● **ACTION ITEM**
Your answer needs to include each line of the records in which the string "instance" can be found.

Saved entries
=-=-=
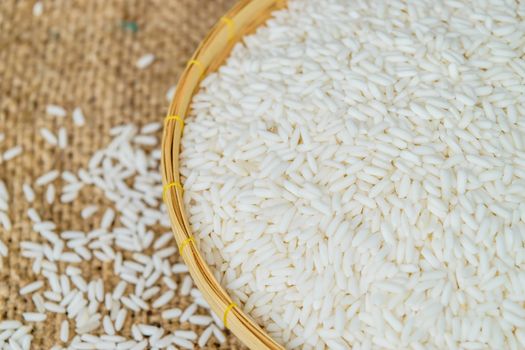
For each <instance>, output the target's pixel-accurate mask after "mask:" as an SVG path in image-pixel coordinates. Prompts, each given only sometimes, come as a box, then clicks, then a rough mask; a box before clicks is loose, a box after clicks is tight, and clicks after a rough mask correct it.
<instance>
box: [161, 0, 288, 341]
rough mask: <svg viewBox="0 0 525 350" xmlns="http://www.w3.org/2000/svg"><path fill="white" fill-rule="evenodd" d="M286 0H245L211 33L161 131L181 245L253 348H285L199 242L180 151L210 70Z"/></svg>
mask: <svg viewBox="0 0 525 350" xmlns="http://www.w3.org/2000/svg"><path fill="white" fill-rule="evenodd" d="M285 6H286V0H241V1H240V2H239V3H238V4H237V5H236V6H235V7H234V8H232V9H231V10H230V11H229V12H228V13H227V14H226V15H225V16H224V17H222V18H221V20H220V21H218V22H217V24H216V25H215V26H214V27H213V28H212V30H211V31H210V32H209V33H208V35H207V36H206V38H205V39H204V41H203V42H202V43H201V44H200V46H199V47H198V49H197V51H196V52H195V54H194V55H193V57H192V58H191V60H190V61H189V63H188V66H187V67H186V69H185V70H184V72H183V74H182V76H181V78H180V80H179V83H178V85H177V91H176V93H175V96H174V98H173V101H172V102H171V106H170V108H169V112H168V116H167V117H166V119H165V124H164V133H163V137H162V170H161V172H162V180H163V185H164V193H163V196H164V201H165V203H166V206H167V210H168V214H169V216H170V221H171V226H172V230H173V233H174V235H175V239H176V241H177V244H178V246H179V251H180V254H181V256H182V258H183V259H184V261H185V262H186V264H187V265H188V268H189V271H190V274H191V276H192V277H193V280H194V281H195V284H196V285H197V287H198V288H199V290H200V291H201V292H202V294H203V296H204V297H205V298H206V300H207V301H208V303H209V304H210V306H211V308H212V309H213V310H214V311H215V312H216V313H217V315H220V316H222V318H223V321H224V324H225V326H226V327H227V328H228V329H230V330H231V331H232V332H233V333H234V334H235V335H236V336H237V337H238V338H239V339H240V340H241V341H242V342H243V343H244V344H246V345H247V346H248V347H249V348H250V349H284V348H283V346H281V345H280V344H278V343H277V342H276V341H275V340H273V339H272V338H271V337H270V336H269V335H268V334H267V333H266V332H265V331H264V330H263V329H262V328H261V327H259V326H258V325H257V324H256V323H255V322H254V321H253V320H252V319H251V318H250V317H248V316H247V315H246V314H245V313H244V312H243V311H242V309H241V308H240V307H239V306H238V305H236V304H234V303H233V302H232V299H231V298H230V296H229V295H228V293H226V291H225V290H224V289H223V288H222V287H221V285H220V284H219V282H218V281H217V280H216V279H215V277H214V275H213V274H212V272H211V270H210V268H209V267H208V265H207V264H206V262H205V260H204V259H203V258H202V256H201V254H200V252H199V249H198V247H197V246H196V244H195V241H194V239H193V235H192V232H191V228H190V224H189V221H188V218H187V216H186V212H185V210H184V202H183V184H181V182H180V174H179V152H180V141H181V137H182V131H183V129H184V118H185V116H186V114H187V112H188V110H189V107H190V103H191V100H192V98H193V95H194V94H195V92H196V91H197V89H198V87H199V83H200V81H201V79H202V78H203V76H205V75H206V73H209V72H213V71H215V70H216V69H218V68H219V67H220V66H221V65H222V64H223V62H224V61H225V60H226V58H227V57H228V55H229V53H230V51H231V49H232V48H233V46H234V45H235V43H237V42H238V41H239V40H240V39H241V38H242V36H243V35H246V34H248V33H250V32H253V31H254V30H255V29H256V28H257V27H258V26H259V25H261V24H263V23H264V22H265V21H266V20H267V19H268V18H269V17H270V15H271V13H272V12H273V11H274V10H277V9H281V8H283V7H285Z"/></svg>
=-=-=
● **ANSWER TO THIS PROBLEM**
For each <instance>, output the target's pixel-accurate mask after "mask:" as an SVG path in image-pixel coordinates. Prompts, each given only sometimes, come as a box, then clicks, then a rough mask; a box before clicks is loose, a box after clicks is tight, and clicks after a rough mask correct it.
<instance>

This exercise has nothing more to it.